Please repeat each of the records that follow, exactly as written.

::::

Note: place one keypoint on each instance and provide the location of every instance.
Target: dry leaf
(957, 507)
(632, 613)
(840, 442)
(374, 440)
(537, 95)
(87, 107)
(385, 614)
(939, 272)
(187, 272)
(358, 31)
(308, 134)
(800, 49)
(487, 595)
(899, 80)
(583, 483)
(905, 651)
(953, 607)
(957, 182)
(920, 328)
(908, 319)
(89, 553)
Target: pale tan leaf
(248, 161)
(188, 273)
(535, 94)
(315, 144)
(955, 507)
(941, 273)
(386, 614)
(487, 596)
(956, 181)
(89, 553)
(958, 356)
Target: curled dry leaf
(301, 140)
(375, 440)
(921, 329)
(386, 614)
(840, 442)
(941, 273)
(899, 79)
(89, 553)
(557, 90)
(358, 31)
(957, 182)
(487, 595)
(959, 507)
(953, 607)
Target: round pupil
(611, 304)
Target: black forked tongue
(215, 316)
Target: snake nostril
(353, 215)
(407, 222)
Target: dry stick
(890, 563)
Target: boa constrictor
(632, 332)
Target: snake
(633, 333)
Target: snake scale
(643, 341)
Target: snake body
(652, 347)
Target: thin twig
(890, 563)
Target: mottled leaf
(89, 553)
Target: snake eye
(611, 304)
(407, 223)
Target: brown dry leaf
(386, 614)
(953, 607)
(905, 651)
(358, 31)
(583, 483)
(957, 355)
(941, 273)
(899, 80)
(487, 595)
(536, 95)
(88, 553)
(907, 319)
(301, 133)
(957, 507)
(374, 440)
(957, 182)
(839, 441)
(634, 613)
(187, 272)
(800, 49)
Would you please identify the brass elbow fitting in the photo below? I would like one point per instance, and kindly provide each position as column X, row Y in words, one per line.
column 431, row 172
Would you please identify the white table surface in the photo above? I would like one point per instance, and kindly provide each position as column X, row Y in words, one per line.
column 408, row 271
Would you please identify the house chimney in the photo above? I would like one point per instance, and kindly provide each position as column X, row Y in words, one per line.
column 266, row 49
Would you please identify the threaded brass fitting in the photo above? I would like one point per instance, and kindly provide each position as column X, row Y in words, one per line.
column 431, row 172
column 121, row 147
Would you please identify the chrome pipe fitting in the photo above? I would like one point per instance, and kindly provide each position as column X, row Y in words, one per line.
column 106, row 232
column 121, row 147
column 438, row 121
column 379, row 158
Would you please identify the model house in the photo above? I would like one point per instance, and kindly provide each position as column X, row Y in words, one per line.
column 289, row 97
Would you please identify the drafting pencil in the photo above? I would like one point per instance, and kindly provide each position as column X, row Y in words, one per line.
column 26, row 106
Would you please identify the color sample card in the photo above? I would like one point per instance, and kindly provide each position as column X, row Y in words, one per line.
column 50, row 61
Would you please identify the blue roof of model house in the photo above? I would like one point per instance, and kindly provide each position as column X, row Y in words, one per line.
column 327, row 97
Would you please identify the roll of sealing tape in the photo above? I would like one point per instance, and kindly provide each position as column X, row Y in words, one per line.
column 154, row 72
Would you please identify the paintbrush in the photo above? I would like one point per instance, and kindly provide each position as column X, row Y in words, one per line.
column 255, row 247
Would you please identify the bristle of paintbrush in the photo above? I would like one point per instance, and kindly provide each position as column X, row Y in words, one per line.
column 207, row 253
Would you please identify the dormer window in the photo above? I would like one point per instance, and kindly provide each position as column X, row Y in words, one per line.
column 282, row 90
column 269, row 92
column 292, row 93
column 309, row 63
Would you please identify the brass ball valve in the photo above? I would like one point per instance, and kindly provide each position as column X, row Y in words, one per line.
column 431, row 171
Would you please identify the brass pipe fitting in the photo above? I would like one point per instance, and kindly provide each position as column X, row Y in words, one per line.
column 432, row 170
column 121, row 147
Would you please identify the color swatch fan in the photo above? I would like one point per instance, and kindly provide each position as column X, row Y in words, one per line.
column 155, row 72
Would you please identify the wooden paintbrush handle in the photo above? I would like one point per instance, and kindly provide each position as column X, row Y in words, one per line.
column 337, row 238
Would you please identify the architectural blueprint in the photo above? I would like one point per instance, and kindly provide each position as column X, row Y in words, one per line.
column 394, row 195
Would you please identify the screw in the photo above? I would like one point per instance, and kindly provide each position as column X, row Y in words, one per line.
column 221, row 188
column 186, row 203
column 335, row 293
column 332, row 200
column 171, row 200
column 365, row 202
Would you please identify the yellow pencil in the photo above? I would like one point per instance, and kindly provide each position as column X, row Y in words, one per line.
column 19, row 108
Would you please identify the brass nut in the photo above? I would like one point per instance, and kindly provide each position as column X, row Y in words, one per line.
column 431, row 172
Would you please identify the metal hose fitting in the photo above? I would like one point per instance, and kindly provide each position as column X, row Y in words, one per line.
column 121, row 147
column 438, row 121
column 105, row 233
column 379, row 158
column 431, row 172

::::

— TASK ANSWER —
Note: place one keypoint on each instance and provide the location of every instance.
Target: dry leaf
(957, 507)
(632, 613)
(840, 442)
(374, 440)
(537, 95)
(87, 107)
(385, 614)
(939, 272)
(187, 272)
(358, 31)
(308, 134)
(800, 49)
(487, 595)
(899, 80)
(583, 483)
(905, 651)
(953, 607)
(957, 182)
(920, 328)
(908, 319)
(89, 553)
Target: pale tan leaf
(248, 161)
(188, 273)
(535, 94)
(315, 144)
(955, 507)
(941, 273)
(386, 614)
(487, 596)
(956, 181)
(89, 553)
(958, 356)
Target: curled dry leaf
(301, 140)
(375, 440)
(921, 329)
(386, 614)
(840, 442)
(941, 273)
(899, 79)
(89, 553)
(557, 90)
(358, 31)
(957, 182)
(487, 595)
(959, 507)
(953, 607)
Target: round pupil
(611, 304)
Target: black forked tongue
(215, 316)
Target: snake nostril
(353, 215)
(407, 222)
Target: dry stick
(890, 563)
Target: boa constrictor
(632, 332)
Target: snake
(633, 333)
Target: snake scale
(643, 341)
Target: snake body
(652, 347)
Target: thin twig
(890, 563)
Target: mottled leaf
(89, 553)
Target: snake eye
(611, 304)
(407, 223)
Target: brown dry leaf
(386, 614)
(953, 607)
(905, 651)
(358, 31)
(583, 483)
(957, 355)
(941, 273)
(899, 80)
(487, 595)
(536, 95)
(88, 553)
(907, 319)
(301, 133)
(957, 507)
(374, 440)
(957, 182)
(839, 441)
(634, 613)
(187, 272)
(800, 49)
Would you please identify the brass elbow fitting in the photo below? I would like one point per instance, and kindly provide each position as column X, row Y in words, one per line.
column 431, row 172
Would you please identify the white table surface in the photo above? I would like one point per instance, and kindly provide each position as column X, row Y in words, one per line.
column 408, row 271
Would you please identify the house chimney in the photo above? I would like one point per instance, and kindly provide each position as column X, row Y in words, one per line.
column 266, row 49
Would you please identify the threaded brass fitting in the photo above? I would like one point per instance, and kindly provide each position as column X, row Y in words, one per line.
column 431, row 172
column 121, row 147
Would you please identify the chrome pipe fitting in the photo above? I would like one point per instance, and kindly provide each position as column X, row Y in words, one per line.
column 106, row 232
column 121, row 147
column 438, row 121
column 379, row 158
Would you please identify the model house in the photo above? I would like one point per instance, and kindly provide each position as column X, row Y in words, one per line.
column 289, row 97
Would you please identify the drafting pencil in the photo above? I would like one point per instance, and kindly provide each position as column X, row Y in words, one per line.
column 26, row 106
Would you please identify the color sample card in the photo above? I would like one point per instance, and kindly provide each position as column X, row Y in words, one per line.
column 50, row 61
Would you please identify the blue roof of model house in the photo above? I would like one point per instance, and kindly provide each position as column X, row Y in words, one per line.
column 327, row 97
Would you please identify the roll of sealing tape in the photo above? I would like one point per instance, and kindly provide each position as column X, row Y in words, one per line.
column 154, row 72
Would you please identify the paintbrush in the photo above? I would like one point per instance, and kindly provide each position as column X, row Y in words, one per line.
column 255, row 247
Would you please identify the bristle of paintbrush in the photo above? I would like one point per instance, and kindly provide each position as column X, row Y in words, one per line.
column 207, row 253
Would you please identify the dormer window in the photo above? I would like one point per instance, and kindly provide each position as column X, row Y in words, one per line.
column 282, row 90
column 269, row 92
column 292, row 93
column 309, row 63
Would you please identify the brass ball valve in the photo above? I would like one point per instance, and kindly provide each position as column X, row Y in words, one per line.
column 431, row 171
Would you please identify the brass pipe fitting in the photo above? I would like one point per instance, and kindly provide each position as column X, row Y in words, one per line.
column 432, row 170
column 121, row 147
Would you please identify the color swatch fan in the photo above? I would like one point per instance, and kindly provide each position as column X, row Y in words, one per line.
column 155, row 72
Would you please identify the wooden paintbrush handle in the photo above? I would like one point per instance, and kindly provide each position as column X, row Y in words, one per line.
column 337, row 238
Would you please identify the architectural blueprint in the photo above? I would like one point per instance, and kindly provide each position as column X, row Y in words, one per line.
column 394, row 195
Would you please identify the screw in the photo above? I would like one point per instance, and kindly provide each position as column X, row Y in words, one per line.
column 221, row 188
column 186, row 203
column 335, row 293
column 332, row 200
column 171, row 200
column 365, row 202
Would you please identify the yellow pencil in the photo above? I would like one point per instance, and kindly provide each position as column X, row Y in words, one per line.
column 19, row 108
Would you please identify the brass nut in the photo above? I would like one point per instance, and kindly provide each position as column X, row Y in words, one per line.
column 431, row 172
Would you please identify the metal hose fitting in the photo above? I would like one point per instance, and kindly provide each position as column X, row Y in words, one per line.
column 121, row 147
column 438, row 121
column 105, row 233
column 379, row 158
column 431, row 172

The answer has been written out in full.